*** Block opens ***

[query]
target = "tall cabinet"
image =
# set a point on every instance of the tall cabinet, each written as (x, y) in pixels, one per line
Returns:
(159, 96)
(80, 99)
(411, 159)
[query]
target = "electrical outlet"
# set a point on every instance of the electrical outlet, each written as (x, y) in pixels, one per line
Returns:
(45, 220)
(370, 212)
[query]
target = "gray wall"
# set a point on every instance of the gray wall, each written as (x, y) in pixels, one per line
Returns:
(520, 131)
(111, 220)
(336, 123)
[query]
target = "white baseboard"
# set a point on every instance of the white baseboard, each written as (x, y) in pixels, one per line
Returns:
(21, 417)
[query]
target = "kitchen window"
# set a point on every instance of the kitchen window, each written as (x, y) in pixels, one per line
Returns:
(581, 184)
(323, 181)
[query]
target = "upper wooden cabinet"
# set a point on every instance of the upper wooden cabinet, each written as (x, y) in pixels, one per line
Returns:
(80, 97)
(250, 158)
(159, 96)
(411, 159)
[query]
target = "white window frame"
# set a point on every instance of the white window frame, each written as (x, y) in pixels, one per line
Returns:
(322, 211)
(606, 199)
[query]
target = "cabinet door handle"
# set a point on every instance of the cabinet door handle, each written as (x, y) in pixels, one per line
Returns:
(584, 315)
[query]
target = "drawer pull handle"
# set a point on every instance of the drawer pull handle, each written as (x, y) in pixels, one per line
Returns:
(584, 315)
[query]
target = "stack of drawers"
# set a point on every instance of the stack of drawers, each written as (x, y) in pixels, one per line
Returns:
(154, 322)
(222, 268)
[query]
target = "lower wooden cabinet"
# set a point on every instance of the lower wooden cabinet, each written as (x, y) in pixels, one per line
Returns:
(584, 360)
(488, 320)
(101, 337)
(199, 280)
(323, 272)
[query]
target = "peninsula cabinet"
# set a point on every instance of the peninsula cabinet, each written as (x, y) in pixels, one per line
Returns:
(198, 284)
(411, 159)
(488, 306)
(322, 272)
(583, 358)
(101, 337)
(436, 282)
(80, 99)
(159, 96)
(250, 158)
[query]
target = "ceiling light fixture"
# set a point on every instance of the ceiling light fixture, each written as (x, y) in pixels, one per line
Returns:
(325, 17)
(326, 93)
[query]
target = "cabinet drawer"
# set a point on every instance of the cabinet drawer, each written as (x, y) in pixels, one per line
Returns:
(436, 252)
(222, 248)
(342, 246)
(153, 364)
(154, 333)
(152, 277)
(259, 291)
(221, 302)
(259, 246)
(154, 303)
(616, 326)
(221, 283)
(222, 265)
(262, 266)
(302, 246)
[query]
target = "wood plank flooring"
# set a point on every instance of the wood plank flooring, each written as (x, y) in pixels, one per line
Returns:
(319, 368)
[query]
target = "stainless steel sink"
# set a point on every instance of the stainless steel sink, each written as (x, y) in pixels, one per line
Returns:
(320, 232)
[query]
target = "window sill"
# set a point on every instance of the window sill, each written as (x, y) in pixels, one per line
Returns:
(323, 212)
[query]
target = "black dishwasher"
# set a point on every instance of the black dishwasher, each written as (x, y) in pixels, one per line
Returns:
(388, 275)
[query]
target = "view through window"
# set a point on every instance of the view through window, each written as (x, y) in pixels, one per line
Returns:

*** Block closes ***

:: What to produce ::
Across the records above, how many lines contain the word "stainless"? Give the number by itself.

:: Response to this exercise ::
2